● WHAT YOU ARE ASKED TO DO
Would you write out the whole listing below exactly as given?

--------------------

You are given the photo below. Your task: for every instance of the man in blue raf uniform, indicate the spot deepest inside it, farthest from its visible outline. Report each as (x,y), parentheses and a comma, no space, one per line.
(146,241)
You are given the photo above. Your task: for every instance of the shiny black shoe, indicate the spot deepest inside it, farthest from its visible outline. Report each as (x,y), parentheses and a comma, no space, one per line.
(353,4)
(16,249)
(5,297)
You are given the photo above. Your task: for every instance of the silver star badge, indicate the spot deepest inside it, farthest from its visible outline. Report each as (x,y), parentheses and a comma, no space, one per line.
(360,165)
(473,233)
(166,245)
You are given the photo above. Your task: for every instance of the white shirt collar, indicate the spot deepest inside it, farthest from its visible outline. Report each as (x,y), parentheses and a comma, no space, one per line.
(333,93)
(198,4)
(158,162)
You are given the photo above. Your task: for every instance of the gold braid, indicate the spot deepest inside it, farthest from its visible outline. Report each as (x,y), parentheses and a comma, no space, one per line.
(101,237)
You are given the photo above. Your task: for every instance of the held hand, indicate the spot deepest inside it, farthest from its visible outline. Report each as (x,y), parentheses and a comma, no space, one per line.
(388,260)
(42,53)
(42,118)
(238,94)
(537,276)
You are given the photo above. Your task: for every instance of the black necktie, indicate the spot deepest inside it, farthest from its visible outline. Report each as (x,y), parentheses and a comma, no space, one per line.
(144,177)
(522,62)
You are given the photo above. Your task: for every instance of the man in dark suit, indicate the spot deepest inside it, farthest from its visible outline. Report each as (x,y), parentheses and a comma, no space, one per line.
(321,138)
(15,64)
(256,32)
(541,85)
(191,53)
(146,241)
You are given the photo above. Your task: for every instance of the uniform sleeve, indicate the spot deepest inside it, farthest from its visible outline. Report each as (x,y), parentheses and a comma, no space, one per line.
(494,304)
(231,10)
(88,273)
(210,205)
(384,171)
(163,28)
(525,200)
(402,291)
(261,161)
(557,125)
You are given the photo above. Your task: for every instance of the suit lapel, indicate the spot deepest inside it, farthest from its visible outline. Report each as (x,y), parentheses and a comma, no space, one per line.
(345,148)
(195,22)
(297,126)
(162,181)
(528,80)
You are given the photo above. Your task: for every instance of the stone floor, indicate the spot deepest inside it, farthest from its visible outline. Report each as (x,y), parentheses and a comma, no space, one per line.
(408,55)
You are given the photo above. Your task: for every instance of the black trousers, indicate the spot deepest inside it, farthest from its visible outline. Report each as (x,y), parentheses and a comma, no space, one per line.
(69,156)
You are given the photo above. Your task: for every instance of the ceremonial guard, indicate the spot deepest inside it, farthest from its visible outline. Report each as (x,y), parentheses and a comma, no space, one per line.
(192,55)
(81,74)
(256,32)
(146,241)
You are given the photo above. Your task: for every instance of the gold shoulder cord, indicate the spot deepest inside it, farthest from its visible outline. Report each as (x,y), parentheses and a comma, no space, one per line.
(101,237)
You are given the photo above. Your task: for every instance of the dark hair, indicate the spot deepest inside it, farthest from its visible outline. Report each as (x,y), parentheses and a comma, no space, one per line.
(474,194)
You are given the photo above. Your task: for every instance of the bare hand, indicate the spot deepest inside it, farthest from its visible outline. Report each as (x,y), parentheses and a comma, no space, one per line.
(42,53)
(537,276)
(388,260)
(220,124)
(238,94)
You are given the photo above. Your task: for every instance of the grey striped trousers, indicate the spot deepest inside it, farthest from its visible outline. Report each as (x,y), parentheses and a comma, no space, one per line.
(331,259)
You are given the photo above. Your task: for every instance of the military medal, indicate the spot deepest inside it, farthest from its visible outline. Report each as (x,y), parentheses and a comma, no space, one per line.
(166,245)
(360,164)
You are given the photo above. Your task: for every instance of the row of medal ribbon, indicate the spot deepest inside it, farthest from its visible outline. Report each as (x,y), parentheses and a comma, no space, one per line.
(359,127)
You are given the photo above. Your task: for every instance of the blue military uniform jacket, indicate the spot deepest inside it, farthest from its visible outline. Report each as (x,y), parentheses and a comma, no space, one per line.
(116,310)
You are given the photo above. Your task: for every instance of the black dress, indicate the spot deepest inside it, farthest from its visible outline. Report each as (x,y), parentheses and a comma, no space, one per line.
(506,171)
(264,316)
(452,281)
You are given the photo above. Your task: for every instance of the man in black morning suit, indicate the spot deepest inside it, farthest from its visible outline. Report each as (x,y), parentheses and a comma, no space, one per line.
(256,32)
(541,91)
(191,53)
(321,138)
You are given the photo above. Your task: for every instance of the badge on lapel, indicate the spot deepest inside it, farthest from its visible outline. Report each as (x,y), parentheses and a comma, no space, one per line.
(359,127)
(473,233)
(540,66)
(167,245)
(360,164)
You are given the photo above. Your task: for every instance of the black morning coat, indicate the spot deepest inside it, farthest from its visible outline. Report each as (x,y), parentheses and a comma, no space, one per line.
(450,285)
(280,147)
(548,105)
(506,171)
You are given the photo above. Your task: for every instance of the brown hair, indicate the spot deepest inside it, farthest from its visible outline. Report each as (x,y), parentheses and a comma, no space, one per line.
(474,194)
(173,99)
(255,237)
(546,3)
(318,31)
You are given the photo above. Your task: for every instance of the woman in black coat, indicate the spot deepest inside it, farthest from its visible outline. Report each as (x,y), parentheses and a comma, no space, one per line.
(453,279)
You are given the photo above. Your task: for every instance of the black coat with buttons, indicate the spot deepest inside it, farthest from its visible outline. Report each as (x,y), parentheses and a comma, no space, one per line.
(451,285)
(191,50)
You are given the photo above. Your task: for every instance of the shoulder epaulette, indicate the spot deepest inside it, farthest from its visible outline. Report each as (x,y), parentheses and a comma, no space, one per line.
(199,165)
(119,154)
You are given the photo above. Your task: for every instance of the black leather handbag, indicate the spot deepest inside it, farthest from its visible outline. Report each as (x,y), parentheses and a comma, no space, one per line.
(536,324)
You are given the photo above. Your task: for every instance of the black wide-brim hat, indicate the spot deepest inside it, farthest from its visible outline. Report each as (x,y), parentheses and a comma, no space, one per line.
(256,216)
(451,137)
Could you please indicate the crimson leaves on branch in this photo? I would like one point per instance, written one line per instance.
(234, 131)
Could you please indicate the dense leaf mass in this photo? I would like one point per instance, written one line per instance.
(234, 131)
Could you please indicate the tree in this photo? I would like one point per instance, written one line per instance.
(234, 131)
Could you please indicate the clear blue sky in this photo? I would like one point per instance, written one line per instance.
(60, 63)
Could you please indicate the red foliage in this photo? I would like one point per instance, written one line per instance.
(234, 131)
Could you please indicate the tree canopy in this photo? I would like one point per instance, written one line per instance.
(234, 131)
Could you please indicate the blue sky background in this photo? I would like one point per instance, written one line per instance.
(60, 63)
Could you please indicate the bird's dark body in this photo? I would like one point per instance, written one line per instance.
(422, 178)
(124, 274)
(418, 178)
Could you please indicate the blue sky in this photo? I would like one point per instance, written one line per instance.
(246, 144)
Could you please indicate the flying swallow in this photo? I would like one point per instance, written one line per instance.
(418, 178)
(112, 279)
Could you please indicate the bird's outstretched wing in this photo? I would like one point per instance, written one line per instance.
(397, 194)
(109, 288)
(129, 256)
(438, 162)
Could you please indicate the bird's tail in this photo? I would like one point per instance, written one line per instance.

--------------------

● RESPONSE BOX
You are given the photo below. Your task: for every instance of the man in blue raf uniform, indicate the spot deepest inside it, farthest from its visible outline. Report each as (x,y), parentheses and a comma, no space, one per line.
(146,241)
You are given the photo above. Your task: for every instance of the shiny black shoe, indicate the spot deepest inside it, farthest from its visible outline. Report each as (x,y), parentheses and a comma, no space, one per line.
(353,4)
(16,249)
(5,297)
You are given the photo above. Your task: for every instance of the silver star badge, indicate the spot deepest inside it, farthest from its visible outline. Report each as (x,y), parentheses and a comma, no space, one per line.
(360,165)
(473,233)
(166,245)
You are given the photo above. Your task: for every instance of the white shirt collar, indicate the spot deepest inside it, farthest from its visible outline. Report each as (x,y), parentheses and a comma, no space, one per line.
(333,93)
(198,4)
(158,162)
You are given the photo above. Your task: for every instance of the gold braid, indicate the spot deepest inside it, farthest from its visible outline. Report each as (x,y), parentheses and a comma, no space, one per line.
(101,237)
You are given the photo above. Your task: for every instance of the held hand, indicate the spot deepest inside it, farthest from its visible outline. Report each as (x,y), parentheses and a comma, no space, one per line.
(388,260)
(42,53)
(42,118)
(238,94)
(537,276)
You are given the photo above. Your task: for every instance of the black necktie, indicate the spot deepest inside it, farthest from its visible outline. Report each as (x,y), parentheses and a comma, no space, one per line.
(144,177)
(522,62)
You are given the photo above. Your task: for every instance of the man in dark suit, indicate the spot deepest inside it, farthest from its visible outline. Report each as (x,y), parentheses and a comma, no space, one per line.
(321,138)
(15,64)
(256,32)
(541,85)
(191,53)
(146,241)
You are given the photo above. Your task: for every instance of the uniform sleeve, indicate the spot deepest inside it, farthest from its visible outline. Report each as (x,y), parentheses and a comma, no space, one per line.
(494,304)
(231,10)
(88,273)
(210,205)
(384,171)
(163,28)
(525,200)
(402,291)
(261,161)
(557,125)
You are given the photo above. Your task: for every instance of the suit lapel, indicate the spot deepest inside it, farthest from its visible outline. Report each as (x,y), parentheses and a comma, no space, one per line.
(345,148)
(195,22)
(297,126)
(162,181)
(528,80)
You are given the photo above. Your task: for every instance of the stone floor, indicate the spot deepest inside it, farthest from its visible outline. Report each as (x,y), parentheses and a comma, no space, one per line.
(408,55)
You are given the photo above. Your task: for every instance of the black trousers, indicate the spot deepest inside it, farthest from its visible outline. Report each as (x,y), parentheses and a comma, no space, one per line.
(69,156)
You are given the photo above. Your task: for every instance of the ceremonial guard, indicate the spot deepest inside it, farthest from its visible outline. Report each as (x,y), parentheses and a comma, no space, one per line.
(192,55)
(81,74)
(256,32)
(146,241)
You are given the photo above. Your task: for every instance of the gold shoulder cord, indicate the spot deepest inside it, farthest from its visible outline. Report each as (x,y), parentheses and a comma, no space, one per line.
(101,237)
You are given the photo above. Your task: for every instance of the dark hair, indicate the spot deepest inside it, farthest from its visible outline. Report each as (x,y), parentheses and a comma, no space, one per line.
(474,194)
You are given the photo above. Your task: for every instance of the bare hand, indicate the spot deepest inside it, farthest from its visible outline. Report each as (x,y), parentheses and a comma, no space, one per line.
(42,53)
(537,276)
(388,260)
(220,124)
(238,94)
You are given the photo above. Your task: for every instance of the grey striped trousers, indicate the spot deepest inside it, farthest from its visible outline. Report each as (x,y), parentheses and a comma, no space, one per line.
(331,259)
You are given the photo above. Your task: for every instance of the military medal, indicate the spot deepest inside it, farthest from its visible outline. Report each as (x,y), parentheses and a comma, no space, one per line.
(166,245)
(360,164)
You are given the photo above. Your task: for every instance of the row of medal ribbon, indicate the spot deepest inside it, farthest from its visible outline. Report each as (x,y), parentheses and a comma, no space, one per line.
(359,127)
You are given the photo above. Your task: for every instance of the blue military uniform jacket, indicate the spot deepest inside it, farthest from its visible outline. Report each as (x,y), parentheses and a comma, no space, one per line.
(116,310)
You are given the photo above. Your task: for every instance of the black dress, indicate the spot deepest inside it, farthest from its visible outline. Report each as (x,y), parentheses and a comma, no space, one per line.
(506,171)
(264,316)
(452,281)
You are given the photo above. Your task: for every instance of the man in black morning suit, indicate the spot deepest inside it, farthest from its visible outline. Report each as (x,y), parentheses and a comma, no space, one per line.
(256,32)
(541,91)
(191,53)
(321,138)
You are given the photo above. Your task: for every instance of the badge on lapel, indicate the spot deepest inside it, farthest from its visible outline. Report each as (x,y), parentheses and a comma, no space, one per line.
(359,127)
(473,233)
(540,66)
(167,245)
(360,164)
You are given the photo above. Your task: for every instance of the black morning coat, indicate the spot deepest inside it, farthest from its visible outline. Report each as (x,y), parentheses and a comma, no space, one per line.
(450,285)
(280,147)
(548,105)
(506,171)
You are given the photo above. Your task: for every instance of the brown hair, indicate the spot deepest inside it, farthest from its visible outline. Report each as (x,y), parentheses and a comma, no space, one per line.
(474,194)
(173,99)
(255,237)
(546,3)
(318,31)
You are given the photo above. Your task: for every instance of the woman in black coat, indicate the spot deepest inside it, farthest from its visible outline. Report each as (x,y), parentheses and a comma, no space, one per line.
(453,279)
You are given the photo above. Your task: for every instance of the black coat with buttons, indicate the spot deepest inside it, farthest from its visible outline. Report each as (x,y), parentheses and a comma, no space, one per line.
(451,285)
(191,50)
You are given the photo above. Your task: for every instance of the shoulder epaulette, indicate the spot deepest inside it, farthest from its visible outline. Report each as (x,y), parentheses and a comma, no space, one per line.
(199,165)
(119,154)
You are given the photo above. Your task: for every instance of the black leather handbag, indicate the spot deepest inside it, farthest from its visible outline. Report each as (x,y), parentheses and a comma, no space, one per line.
(536,324)
You are given the photo above. Your task: for every instance of the black wide-brim hat, indicate the spot deepest inside it, farthest from its visible outline. Report each as (x,y), parentheses and a comma, no space, one per line.
(256,216)
(451,137)
Could you please indicate the crimson leaves on branch in this photo? I would like one point per instance, written one line per instance.
(234, 131)
Could you please indicate the dense leaf mass in this photo? I would like one point per instance, written one line per instance.
(234, 131)
Could you please indicate the tree in this photo? I would like one point per instance, written one line per instance.
(234, 131)
Could you please indicate the clear blue sky in this photo? I would like one point per instance, written one line per instance.
(60, 63)
Could you please indicate the red foliage in this photo? I would like one point per instance, written one line per instance.
(234, 131)
Could you please indicate the tree canopy in this photo? I would like one point per instance, written one line per instance.
(234, 131)
Could you please indicate the blue sky background in this photo? I would like one point per instance, written one line per instance.
(60, 63)
Could you please indicate the bird's dark body in this photo? I would like one point per instance, written one line per instance.
(422, 178)
(124, 274)
(418, 178)
Could you please indicate the blue sky in this photo? I would like one point per instance, written one line per instance.
(246, 144)
Could you please indicate the flying swallow in this photo? I would like one point per instance, written one line per instance.
(418, 178)
(112, 279)
Could you please indicate the bird's outstretched wing in this photo? I would like one point per instance, written one line per instance.
(397, 194)
(109, 288)
(129, 256)
(438, 162)
Could you please indicate the bird's tail in this photo? I would like one point per instance, written one line per instance.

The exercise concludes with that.